-------- Input records --------
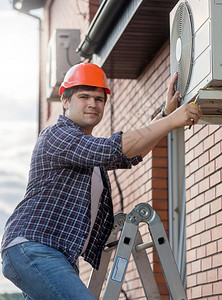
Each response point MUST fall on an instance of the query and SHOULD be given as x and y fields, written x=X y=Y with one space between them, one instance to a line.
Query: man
x=67 y=209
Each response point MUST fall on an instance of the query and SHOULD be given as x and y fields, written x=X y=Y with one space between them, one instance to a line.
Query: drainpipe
x=39 y=92
x=100 y=25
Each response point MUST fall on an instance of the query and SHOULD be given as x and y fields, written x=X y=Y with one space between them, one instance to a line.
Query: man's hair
x=67 y=94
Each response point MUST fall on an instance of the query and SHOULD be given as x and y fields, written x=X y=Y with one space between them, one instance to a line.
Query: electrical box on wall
x=61 y=56
x=195 y=54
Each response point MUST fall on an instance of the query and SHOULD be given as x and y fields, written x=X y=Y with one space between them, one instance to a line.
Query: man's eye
x=99 y=99
x=83 y=97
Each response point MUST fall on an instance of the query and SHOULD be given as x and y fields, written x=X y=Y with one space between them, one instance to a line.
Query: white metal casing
x=207 y=47
x=61 y=56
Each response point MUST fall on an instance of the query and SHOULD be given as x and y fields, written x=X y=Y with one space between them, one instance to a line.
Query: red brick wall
x=204 y=212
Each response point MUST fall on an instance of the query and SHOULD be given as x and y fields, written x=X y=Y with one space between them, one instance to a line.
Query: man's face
x=85 y=108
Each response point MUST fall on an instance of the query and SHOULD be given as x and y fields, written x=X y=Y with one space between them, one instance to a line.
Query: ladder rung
x=139 y=247
x=143 y=246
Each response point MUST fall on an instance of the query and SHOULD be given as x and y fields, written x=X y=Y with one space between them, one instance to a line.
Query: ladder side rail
x=145 y=271
x=120 y=262
x=97 y=278
x=166 y=258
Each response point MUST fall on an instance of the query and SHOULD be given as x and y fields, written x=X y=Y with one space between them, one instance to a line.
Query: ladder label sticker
x=119 y=269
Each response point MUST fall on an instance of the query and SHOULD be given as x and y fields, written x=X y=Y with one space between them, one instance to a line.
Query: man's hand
x=172 y=97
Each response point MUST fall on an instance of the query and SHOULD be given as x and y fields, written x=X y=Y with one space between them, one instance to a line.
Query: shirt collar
x=68 y=122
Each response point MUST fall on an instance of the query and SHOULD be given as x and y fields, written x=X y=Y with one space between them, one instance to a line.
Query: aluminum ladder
x=130 y=241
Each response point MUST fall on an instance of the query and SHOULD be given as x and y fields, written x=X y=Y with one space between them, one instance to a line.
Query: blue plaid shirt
x=56 y=208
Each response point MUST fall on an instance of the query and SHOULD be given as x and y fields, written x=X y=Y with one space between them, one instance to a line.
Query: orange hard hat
x=84 y=74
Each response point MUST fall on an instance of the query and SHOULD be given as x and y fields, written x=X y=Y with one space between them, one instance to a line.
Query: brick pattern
x=204 y=211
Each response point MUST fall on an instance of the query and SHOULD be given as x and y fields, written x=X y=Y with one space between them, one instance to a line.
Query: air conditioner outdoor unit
x=196 y=54
x=61 y=56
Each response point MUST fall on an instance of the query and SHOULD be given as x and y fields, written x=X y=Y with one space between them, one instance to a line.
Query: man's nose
x=92 y=102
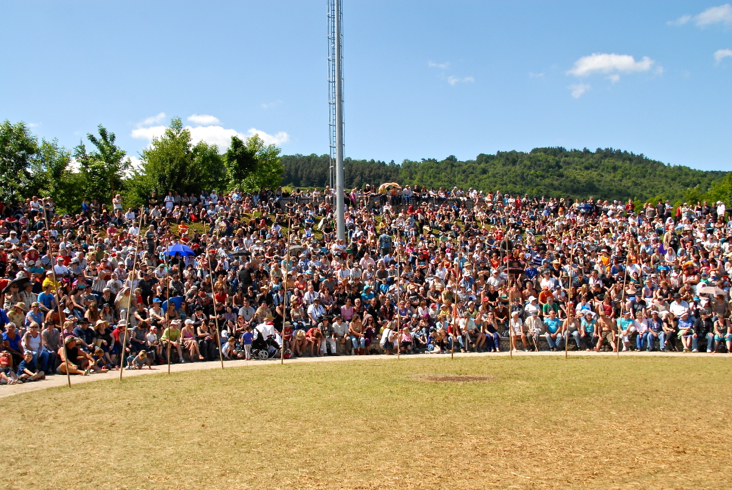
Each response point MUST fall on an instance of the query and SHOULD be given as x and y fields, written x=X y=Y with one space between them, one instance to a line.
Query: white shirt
x=677 y=309
x=265 y=329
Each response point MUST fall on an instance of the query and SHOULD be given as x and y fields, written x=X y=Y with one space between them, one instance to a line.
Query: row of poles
x=455 y=325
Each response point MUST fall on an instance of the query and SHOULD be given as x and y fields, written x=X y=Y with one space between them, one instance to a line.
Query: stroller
x=268 y=348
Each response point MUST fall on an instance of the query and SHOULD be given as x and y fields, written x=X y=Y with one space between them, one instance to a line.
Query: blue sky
x=424 y=79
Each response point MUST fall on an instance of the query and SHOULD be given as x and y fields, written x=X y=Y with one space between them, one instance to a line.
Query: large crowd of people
x=190 y=278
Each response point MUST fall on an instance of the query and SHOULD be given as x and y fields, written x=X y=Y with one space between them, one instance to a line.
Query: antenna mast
x=335 y=103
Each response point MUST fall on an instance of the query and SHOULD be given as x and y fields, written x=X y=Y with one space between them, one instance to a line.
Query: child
x=247 y=338
x=7 y=374
x=141 y=360
x=154 y=343
x=230 y=349
x=406 y=341
x=101 y=361
x=27 y=369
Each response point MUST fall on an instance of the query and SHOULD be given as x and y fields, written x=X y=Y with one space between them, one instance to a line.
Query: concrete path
x=60 y=380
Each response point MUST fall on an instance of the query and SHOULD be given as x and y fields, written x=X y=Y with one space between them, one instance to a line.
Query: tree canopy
x=172 y=162
x=604 y=173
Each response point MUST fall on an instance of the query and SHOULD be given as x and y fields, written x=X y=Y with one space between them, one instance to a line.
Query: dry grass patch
x=542 y=422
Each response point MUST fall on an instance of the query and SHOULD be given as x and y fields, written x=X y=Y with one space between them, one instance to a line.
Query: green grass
x=539 y=422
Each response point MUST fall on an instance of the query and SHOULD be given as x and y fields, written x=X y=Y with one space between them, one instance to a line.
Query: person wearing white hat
x=171 y=338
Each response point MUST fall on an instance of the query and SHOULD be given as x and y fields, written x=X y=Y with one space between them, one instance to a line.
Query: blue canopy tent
x=179 y=249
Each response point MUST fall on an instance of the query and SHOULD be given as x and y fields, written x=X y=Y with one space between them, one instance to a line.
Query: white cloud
x=720 y=54
x=680 y=21
x=609 y=63
x=152 y=120
x=148 y=133
x=712 y=15
x=270 y=105
x=578 y=89
x=213 y=134
x=203 y=119
x=455 y=80
x=270 y=139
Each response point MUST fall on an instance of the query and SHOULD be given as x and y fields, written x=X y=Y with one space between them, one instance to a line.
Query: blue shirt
x=46 y=299
x=552 y=325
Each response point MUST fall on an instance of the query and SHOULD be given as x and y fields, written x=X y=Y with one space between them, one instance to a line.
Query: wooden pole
x=284 y=287
x=216 y=317
x=622 y=307
x=167 y=309
x=399 y=325
x=58 y=295
x=129 y=305
x=569 y=294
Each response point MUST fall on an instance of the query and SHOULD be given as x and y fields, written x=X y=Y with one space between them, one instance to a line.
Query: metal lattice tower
x=331 y=90
x=335 y=105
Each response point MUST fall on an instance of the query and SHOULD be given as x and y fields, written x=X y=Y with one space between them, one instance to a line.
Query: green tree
x=173 y=163
x=51 y=176
x=103 y=170
x=17 y=148
x=240 y=161
x=268 y=169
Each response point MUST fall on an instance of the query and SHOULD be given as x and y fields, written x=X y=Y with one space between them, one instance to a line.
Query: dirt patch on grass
x=452 y=378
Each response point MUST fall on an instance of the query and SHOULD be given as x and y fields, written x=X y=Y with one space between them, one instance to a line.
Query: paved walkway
x=60 y=380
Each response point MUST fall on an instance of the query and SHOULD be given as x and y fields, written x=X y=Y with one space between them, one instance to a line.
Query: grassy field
x=533 y=422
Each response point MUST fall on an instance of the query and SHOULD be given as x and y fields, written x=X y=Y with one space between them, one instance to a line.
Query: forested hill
x=605 y=174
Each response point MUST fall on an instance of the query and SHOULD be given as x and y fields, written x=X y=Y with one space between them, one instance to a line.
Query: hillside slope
x=604 y=173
--------
● **Objective**
In your copy, repeat each record exactly and include no pictures.

● **Result of the task**
Each response point MUST fall on an instance of the query and SHOULD be given as x and y fields, written x=X y=Y with one space between them, one instance to a line.
Query: man
x=67 y=209
Each response point MUST fall on an instance of the query and SHOULD be given as x and y fields, written x=X y=Y with one space between them, one instance to a line.
Query: drainpipe
x=39 y=92
x=100 y=25
Each response point MUST fall on an instance of the query and SHOULD be given as x and y fields, written x=X y=Y with one space between them, one instance to a line.
Query: man's hair
x=67 y=94
Each response point MUST fall on an instance of the query and SHOULD be given as x and y fields, written x=X y=Y with one space between them, one instance to a line.
Query: electrical box on wall
x=61 y=56
x=195 y=54
Each response point MUST fall on an instance of the query and SHOULD be given as x and y fields, written x=X y=Y with one space between them, one instance to a line.
Query: man's eye
x=99 y=99
x=83 y=97
Each response point MUST fall on an instance of the query and SHOULD be given as x and y fields, written x=X y=Y with one space between them, one instance to a line.
Query: white metal casing
x=207 y=47
x=61 y=56
Each response point MUST fall on an instance of the query and SHOULD be given as x and y fields, written x=X y=Y with one space between them, one instance to a line.
Query: red brick wall
x=204 y=212
Each response point MUST fall on an instance of the query and SHOULD be given as x and y fields, written x=X y=Y with one space between them, one instance to a line.
Query: man's face
x=85 y=108
Each response point MUST fall on an instance of the query and SHOULD be given as x and y fields, written x=X y=Y with one space between them, one instance to a line.
Query: ladder rung
x=139 y=247
x=143 y=246
Each response point MUST fall on an instance of the query and SHOULD be given as x and y fields, written x=X y=Y with one space between them, one instance to a line.
Query: ladder side rail
x=145 y=271
x=120 y=262
x=97 y=278
x=166 y=258
Each response point MUST fall on an instance of the query and SHOULD be given as x and y fields, written x=X y=Y with one space between them, one instance to a line.
Query: ladder label sticker
x=119 y=269
Each response point MUST fall on an instance of the query and SHOULD be given as x and y fields, written x=X y=Y with one space between them, one instance to a line.
Query: man's hand
x=172 y=97
Each response point MUST fall on an instance of the query and SHOULD be given as x and y fields, written x=X y=Y with one space between them, one instance to a line.
Query: shirt collar
x=68 y=122
Each response point MUST fall on an instance of the query and SHOULD be given as x and y fields, written x=X y=Y with one space between them, one instance to a line.
Query: aluminum ladder
x=130 y=241
Each response point MUST fall on an instance of the query and SHOULD be given as x and y fields, written x=X y=Y with one space between them, one instance to a line.
Query: blue plaid shirt
x=56 y=208
Each response point MUST fall on an instance of the query and SHOULD be given as x and y fields, written x=X y=Y with one space between them, one instance to a line.
Query: orange hard hat
x=84 y=74
Each response point MUST fall on an instance of the query and SHOULD be given as x and y fields, written x=X y=Y with one space between them, one instance to a line.
Query: brick pattern
x=204 y=211
Each response point MUST fall on an instance of the query and SHOULD be given as x and y fields, written x=X y=Y with one space between them, one instance to a line.
Query: air conditioner outdoor unit
x=196 y=54
x=61 y=56
Each response point MUST fall on an instance of the query and SHOULD be given as x and y fields, written x=X y=Y with one space between them, one instance to a line.
Query: man's nose
x=92 y=102
Each response point MUST fall on an instance of the query and SHOULD be given as x and y fields, written x=X y=Y with one space between them, one instance to a line.
Query: white shirt
x=677 y=309
x=265 y=329
Each response point MUST fall on an instance of the query and SHOULD be given as x and y fields, written x=X y=Y with one space between them, one instance to a line.
Query: row of poles
x=455 y=325
Each response point MUST fall on an instance of the query and SHOULD be given as x and y fields, written x=X y=Y with one space between them, one instance to a line.
Query: stroller
x=268 y=348
Each response point MUST fall on an instance of the query and SHOULD be given as x and y fields, written x=X y=Y with one space between them, one instance to a line.
Query: blue sky
x=424 y=79
Each response point MUST fall on an instance of the query and SHOULD be given as x and y fields, written x=X y=Y with one space between them, one instance to a line.
Query: large crowd of people
x=190 y=278
Each response point MUST fall on an instance of the query and SHOULD be given as x and y fields, written x=X y=Y with one space between them, one instance to a line.
Query: antenna mast
x=335 y=103
Each response point MUST fall on an instance of the query and SHOULD be given as x and y fields, written x=X y=Y with one space between them, one instance to a line.
Query: child
x=247 y=338
x=7 y=374
x=141 y=360
x=154 y=343
x=230 y=349
x=406 y=341
x=101 y=361
x=27 y=369
Each response point MUST fall on an instance of the query and SHOULD be given as x and y fields, written x=X y=Y with one space between them, one instance to a line.
Query: concrete path
x=60 y=380
Each response point MUST fall on an instance of the query and SHOULD be given as x and y fields, written x=X y=Y with one space between them, one instance to a line.
Query: tree canopy
x=172 y=162
x=604 y=173
Each response point MUST fall on an instance of the query and SHOULD be given as x and y fields, written x=X y=Y with one space between them, one instance to a line.
Query: dry grass patch
x=542 y=422
Each response point MUST fall on an instance of the query and SHOULD be given as x and y fields, written x=X y=Y with one space between them, one instance to a line.
Query: green grass
x=539 y=422
Each response point MUST fall on an instance of the query and SHOULD be given as x and y fields, written x=X y=Y with one space between them, one instance to a line.
Query: person wearing white hat
x=171 y=338
Each response point MUST fall on an instance of the query and SHOULD be given as x and y fields, written x=X y=Y with one space between them, one instance to a line.
Query: blue canopy tent
x=179 y=249
Each response point MUST fall on an instance of the query and SHOULD be given as x and y fields, written x=X y=Y with one space between them, one instance to a line.
Query: white cloud
x=720 y=54
x=680 y=21
x=609 y=63
x=152 y=120
x=148 y=133
x=712 y=15
x=270 y=105
x=578 y=89
x=213 y=134
x=203 y=119
x=455 y=80
x=270 y=139
Each response point MUST fall on an instance of the query and SHOULD be given as x and y fields, written x=X y=Y with one space between them, one instance to a line.
Query: blue shirt
x=46 y=299
x=552 y=325
Each response point MUST fall on an instance of the query and SHOULD be given as x and y fields, written x=X y=Y with one space between them, one instance to a line.
Query: wooden pole
x=284 y=287
x=216 y=317
x=622 y=307
x=167 y=309
x=399 y=325
x=58 y=295
x=129 y=305
x=569 y=294
Each response point MUST fall on an instance of the query and SHOULD be given as x and y fields, written x=X y=Y with one space between them, one instance to a line.
Query: metal lattice tower
x=331 y=90
x=335 y=105
Each response point MUST fall on an instance of the query and SHOULD be given as x and y fields, written x=X y=Y with one space between them, one instance to a line.
Query: green tree
x=173 y=163
x=51 y=176
x=103 y=170
x=17 y=148
x=240 y=161
x=268 y=169
Each response point MUST fall on an instance of the query and SHOULD be given as x and y fields, written x=X y=Y with one space between them, one instance to a line.
Query: dirt patch on grass
x=452 y=378
Each response point MUST fall on an instance of the query and SHOULD be given as x and y fields, written x=X y=Y with one space between them, one instance to a line.
Query: paved walkway
x=60 y=380
Each response point MUST fall on an instance of the query and SHOULD be given as x and y fields, written x=X y=Y with one space between them, one instance to a line.
Query: grassy field
x=533 y=422
Each response point MUST fall on an instance of the query and SHOULD be given as x and y fields, written x=X y=Y with one space between them, one instance to a line.
Query: forested hill
x=605 y=174
Each response point MUST fall on an instance of the query and SHOULD be given as x and y fields, written x=X y=Y with one space between them, one instance to a line.
Query: hillside slope
x=604 y=173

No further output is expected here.